» **Passage shown**:
>> BEGIN

Monday, July 24, 2006

 

That Raise Might Take 4 Years to Earn as Well

Those with bachelor's degrees are finding their incomes stagnate despite a growing economy.
By Molly Hennessy-Fiske, Times Staff Writer
July 24, 2006

WASHINGTON — The economy has been steadily growing, with unemployment low and corporate profits at historic highs.

So why can't David Lewis get a decent raise?

Lewis worked his way up through a string of technology companies around San Jose, finally landing a $77,000-a-year Web design position. But in five years in that job, he received only a single 5% pay increase.

That was troubling for someone facing the rising costs of rent, food and raising a newborn daughter. But Lewis, 36, found it especially troubling because he had done what had traditionally helped Americans share in the benefits of a growing economy: He had earned a four-year college degree.

Wage stagnation, long the bane of blue-collar workers, is now hitting people with bachelor's degrees for the first time in 30 years. Earnings for workers with four-year degrees fell 5.2% from 2000 to 2004 when adjusted for inflation, according to White House economists.

It is a remarkable setback for workers who thought they were well-positioned to win some of the benefits of the nation's economic growth, and it may help explain why surveys show that many Americans think President Bush has not managed the economy well.

Not since the 1970s have workers with bachelor's degrees seen a prolonged slump in earnings during a time of economic growth. These workers did well during the last period of economic growth, 1995 to 2000, with inflation-adjusted average wages rising 12%, according to an analysis by the liberal-leaning Economic Policy Institute.

For Lewis, the decline in buying power prompted a drastic decision: Last year, he moved his family from San Jose to Gardnerville, Nev., where the cost of living is lower.

"Nothing else was going down except wages," said Lewis, who graduated from Cal State Long Beach in 1994 with a degree in fine arts. Now he is starting his own Web design business. His wife, Kimberly, works for the county director.

The recent wage slump has affected a substantial part of the workforce. About 30 million Americans age 20 to 59 have a four-year degree and no advanced degree, according to the National Center for Education Statistics.

The White House economists did not lay out wage trends for people with master's and other advanced degrees. But other studies have found that their inflation-adjusted wages were essentially flat between 2000 and 2004, and the studies have confirmed a decline for people with four-year degrees.

When wages for people with bachelor's degrees declined in the 1970s, the cause was a flood of baby boomers entering the job market.

This time, economists say, much of the blame goes to trends familiar to workers with less education, who are now creeping up the wage ladder.

Offshoring, which has shifted manufacturing and call-center jobs to such nations as Mexico and India, is increasingly affecting white-collar sectors such as engineering and software design.

And companies have continued their long effort to replace salaried positions with lower-paid, nonsalaried jobs, including part-time and freelance positions without benefits. Those contingent positions make up nearly half of the 6.5 million jobs created since 2001, said Paul Harrington, a labor economist at Northeastern University in Boston.

Harrington said the number of salaried jobs increased an average of 11.5% during the last five economic recoveries, compared with 2.5% during the current recovery.

"There's clear deterioration in the college labor market," he said. "The American economy just does not generate jobs the way it has historically."

Employment recruiter Alan Guarino has seen a similar change in his work. He says about 15% of workers with four-year college degrees are working at "gray-collar" jobs below their skill level, such as in retail, mainly because they cannot find better-paying jobs; before 2001, the figure was about 10%.

>> END

» **Raw data**:
>> BEGIN

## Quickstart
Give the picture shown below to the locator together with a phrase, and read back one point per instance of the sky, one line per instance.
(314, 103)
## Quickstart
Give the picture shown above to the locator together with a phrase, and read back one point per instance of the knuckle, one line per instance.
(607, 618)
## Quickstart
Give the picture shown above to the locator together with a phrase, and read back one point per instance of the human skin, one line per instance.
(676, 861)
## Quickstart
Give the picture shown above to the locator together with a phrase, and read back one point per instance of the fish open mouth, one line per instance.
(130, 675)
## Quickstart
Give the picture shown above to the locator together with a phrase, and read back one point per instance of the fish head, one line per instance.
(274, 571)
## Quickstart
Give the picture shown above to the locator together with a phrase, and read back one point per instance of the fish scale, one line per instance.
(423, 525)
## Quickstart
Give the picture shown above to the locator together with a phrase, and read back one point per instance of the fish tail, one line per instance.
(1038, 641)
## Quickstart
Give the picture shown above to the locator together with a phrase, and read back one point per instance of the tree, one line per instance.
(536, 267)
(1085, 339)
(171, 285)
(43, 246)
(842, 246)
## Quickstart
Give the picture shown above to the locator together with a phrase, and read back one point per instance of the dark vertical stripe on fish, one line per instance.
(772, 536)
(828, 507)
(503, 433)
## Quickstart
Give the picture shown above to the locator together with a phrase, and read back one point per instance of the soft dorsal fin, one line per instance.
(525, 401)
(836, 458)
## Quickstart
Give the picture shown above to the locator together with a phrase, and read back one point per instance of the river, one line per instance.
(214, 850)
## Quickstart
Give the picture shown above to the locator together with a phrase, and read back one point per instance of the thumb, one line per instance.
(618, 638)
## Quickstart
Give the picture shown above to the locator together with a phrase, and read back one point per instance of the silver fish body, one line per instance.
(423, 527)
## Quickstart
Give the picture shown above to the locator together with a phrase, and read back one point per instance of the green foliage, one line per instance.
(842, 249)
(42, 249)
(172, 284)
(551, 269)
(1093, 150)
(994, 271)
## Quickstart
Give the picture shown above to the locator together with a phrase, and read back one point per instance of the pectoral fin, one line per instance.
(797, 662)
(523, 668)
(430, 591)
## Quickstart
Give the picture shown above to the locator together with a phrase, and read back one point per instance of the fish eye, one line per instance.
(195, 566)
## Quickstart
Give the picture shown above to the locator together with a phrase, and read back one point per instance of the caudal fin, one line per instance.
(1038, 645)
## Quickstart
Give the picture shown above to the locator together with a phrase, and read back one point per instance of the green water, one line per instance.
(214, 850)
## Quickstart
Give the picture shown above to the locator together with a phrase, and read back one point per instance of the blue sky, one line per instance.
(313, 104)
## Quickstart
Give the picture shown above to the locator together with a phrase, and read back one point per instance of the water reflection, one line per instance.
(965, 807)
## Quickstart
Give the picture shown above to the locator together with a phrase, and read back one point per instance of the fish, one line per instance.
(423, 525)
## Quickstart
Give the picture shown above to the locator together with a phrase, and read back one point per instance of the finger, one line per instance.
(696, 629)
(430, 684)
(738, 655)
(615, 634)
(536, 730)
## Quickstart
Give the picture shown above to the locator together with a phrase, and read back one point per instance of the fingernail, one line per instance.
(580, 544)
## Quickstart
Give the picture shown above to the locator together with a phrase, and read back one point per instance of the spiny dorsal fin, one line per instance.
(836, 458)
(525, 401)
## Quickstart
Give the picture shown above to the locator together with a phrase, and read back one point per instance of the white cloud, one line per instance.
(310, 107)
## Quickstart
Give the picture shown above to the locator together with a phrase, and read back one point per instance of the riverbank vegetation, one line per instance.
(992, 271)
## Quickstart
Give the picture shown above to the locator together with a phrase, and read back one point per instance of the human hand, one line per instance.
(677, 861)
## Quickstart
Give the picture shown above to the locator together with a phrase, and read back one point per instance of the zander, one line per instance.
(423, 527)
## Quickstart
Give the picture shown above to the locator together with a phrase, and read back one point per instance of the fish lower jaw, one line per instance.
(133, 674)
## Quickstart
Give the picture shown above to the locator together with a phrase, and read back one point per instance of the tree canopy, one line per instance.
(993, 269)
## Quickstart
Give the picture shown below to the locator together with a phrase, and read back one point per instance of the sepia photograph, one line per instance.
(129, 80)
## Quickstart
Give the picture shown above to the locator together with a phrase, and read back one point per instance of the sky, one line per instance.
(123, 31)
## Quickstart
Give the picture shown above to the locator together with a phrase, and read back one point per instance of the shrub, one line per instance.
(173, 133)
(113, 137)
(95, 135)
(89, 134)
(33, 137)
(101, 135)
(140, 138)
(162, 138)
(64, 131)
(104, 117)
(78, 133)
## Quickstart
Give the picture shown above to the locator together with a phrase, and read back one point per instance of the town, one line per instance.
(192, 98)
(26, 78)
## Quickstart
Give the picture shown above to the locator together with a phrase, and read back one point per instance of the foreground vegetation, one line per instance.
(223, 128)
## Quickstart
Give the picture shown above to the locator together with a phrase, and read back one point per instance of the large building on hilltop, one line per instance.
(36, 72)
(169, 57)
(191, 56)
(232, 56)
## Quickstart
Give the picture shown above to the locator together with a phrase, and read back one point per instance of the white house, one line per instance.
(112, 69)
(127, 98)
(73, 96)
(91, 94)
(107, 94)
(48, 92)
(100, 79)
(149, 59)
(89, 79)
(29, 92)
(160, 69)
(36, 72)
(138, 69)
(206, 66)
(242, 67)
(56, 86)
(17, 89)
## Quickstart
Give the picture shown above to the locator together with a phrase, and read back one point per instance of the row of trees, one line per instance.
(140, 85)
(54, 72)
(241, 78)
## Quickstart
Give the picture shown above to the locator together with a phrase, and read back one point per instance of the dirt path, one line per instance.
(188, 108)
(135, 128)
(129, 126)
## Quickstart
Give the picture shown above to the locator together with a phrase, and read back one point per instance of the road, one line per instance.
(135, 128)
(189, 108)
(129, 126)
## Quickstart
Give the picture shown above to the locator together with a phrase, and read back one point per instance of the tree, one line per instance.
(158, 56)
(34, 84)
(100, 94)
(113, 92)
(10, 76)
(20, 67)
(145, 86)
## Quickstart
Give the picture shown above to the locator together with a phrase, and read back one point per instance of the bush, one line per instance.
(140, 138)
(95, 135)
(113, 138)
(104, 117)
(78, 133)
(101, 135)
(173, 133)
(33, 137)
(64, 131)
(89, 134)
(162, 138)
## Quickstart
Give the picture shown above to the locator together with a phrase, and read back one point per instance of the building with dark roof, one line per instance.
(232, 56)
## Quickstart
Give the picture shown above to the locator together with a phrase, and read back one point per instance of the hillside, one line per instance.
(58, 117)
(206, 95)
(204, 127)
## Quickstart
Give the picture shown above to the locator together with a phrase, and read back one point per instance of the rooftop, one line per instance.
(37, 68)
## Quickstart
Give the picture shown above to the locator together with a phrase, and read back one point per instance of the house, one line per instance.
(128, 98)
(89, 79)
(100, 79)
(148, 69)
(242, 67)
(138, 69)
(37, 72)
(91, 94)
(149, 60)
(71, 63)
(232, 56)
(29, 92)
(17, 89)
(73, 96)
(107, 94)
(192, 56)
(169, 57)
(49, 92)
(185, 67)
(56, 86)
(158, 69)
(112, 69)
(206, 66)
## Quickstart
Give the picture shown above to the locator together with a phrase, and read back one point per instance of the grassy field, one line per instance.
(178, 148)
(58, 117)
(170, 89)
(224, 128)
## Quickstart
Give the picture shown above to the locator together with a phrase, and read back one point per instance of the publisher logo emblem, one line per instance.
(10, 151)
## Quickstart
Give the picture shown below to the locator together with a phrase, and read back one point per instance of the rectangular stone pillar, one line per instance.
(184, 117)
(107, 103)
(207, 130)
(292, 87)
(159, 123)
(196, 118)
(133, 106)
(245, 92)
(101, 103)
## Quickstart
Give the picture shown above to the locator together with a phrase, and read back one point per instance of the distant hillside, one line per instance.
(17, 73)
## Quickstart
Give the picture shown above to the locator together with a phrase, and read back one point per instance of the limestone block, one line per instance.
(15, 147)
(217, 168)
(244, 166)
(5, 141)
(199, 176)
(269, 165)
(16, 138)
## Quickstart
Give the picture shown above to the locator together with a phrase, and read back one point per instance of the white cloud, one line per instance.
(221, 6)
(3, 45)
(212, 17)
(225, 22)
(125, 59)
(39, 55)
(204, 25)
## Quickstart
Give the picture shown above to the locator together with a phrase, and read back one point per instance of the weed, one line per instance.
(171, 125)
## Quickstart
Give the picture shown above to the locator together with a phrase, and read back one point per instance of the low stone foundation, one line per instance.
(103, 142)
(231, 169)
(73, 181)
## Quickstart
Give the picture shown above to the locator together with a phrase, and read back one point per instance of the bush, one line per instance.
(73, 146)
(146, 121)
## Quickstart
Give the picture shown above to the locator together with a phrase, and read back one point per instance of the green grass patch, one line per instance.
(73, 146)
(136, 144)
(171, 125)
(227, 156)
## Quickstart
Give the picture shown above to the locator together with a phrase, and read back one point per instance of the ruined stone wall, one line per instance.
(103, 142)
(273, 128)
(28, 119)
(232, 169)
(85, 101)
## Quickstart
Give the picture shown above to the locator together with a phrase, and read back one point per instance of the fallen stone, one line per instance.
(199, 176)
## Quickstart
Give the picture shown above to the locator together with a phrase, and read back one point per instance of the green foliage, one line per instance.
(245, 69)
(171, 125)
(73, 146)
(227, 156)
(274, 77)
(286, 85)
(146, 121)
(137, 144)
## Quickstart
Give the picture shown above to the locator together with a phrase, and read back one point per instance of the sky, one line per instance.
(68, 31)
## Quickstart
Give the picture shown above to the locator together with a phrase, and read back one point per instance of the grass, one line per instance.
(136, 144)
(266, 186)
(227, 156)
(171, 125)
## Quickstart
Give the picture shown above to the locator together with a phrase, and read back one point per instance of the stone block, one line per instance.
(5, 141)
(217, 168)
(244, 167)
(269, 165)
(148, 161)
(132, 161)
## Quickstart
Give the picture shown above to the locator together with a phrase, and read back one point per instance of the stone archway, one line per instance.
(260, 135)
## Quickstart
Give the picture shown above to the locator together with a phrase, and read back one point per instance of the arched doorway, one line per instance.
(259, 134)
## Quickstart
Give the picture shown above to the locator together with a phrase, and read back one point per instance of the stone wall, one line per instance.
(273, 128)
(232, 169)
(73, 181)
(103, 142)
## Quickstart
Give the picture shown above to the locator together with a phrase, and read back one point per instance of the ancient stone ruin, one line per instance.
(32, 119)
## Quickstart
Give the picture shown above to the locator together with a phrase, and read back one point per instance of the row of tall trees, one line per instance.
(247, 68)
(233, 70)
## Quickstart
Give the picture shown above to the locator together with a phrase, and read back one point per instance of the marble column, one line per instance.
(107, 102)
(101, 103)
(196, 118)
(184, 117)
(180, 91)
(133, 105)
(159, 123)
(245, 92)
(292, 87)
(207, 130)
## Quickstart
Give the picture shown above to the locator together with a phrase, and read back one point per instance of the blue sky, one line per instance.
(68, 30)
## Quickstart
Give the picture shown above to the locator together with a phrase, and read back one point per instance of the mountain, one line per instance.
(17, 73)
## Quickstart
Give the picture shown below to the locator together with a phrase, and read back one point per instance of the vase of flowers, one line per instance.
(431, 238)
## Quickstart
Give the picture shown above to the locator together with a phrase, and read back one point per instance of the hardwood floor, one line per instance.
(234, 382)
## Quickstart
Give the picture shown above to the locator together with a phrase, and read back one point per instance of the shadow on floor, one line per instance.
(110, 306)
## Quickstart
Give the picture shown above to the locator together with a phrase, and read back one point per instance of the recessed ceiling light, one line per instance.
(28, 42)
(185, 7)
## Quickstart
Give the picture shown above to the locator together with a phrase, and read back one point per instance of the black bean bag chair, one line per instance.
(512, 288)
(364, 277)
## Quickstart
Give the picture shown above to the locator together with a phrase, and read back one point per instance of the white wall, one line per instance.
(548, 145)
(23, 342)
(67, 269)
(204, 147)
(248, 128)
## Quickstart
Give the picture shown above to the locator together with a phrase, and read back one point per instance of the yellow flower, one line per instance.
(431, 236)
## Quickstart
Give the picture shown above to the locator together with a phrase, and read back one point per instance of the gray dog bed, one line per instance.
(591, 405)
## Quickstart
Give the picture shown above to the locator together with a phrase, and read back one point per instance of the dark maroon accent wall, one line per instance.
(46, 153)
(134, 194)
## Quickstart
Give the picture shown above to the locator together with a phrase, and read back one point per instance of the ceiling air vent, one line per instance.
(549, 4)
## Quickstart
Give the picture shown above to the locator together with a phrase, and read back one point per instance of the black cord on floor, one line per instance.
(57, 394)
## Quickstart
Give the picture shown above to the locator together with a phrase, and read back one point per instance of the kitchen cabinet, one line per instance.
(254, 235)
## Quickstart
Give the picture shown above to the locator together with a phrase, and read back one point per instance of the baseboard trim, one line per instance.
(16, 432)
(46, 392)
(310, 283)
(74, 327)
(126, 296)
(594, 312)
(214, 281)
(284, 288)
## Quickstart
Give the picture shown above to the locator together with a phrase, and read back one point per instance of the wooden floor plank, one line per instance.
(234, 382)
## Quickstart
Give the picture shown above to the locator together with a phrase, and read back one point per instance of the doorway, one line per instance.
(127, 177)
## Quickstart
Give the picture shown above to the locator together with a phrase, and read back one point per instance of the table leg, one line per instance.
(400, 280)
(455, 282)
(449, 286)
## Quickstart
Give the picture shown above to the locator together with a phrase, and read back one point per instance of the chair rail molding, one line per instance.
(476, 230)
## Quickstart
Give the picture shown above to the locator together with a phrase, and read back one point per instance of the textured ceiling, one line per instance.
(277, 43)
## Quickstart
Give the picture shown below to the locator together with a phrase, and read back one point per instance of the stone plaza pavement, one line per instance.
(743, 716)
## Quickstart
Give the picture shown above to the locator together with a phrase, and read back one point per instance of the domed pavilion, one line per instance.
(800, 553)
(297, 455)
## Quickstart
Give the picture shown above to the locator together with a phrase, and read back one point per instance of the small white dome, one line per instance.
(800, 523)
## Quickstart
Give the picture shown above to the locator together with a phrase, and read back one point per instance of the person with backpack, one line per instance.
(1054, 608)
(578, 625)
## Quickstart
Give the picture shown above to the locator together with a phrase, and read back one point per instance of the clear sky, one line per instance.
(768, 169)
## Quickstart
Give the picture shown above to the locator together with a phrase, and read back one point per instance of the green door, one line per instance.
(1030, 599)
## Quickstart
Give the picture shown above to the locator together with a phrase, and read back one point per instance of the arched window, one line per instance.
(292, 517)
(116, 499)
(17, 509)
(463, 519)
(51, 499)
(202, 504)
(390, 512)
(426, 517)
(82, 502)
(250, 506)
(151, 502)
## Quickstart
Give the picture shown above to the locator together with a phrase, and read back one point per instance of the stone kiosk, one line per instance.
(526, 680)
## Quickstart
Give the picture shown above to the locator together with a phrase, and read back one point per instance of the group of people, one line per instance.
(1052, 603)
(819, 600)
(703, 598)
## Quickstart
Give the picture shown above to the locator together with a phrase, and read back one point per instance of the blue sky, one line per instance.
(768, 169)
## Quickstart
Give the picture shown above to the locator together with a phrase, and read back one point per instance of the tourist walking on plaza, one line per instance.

>> END

» **Written tasks**:
A: Output the stretch of the article on stagnating wages from "By Molly Hennessy-Fiske, Times" through "at historic highs.", reproducing it word for word.
B: Tally the lines in the records that contain the string "arched" and state only that number.
The article on stagnating wages and the records are unrelated bodies of material.

» **Task-by-task answers**:
A:
By Molly Hennessy-Fiske, Times Staff Writer
July 24, 2006

WASHINGTON — The economy has been steadily growing, with unemployment low and corporate profits at historic highs.

B: 2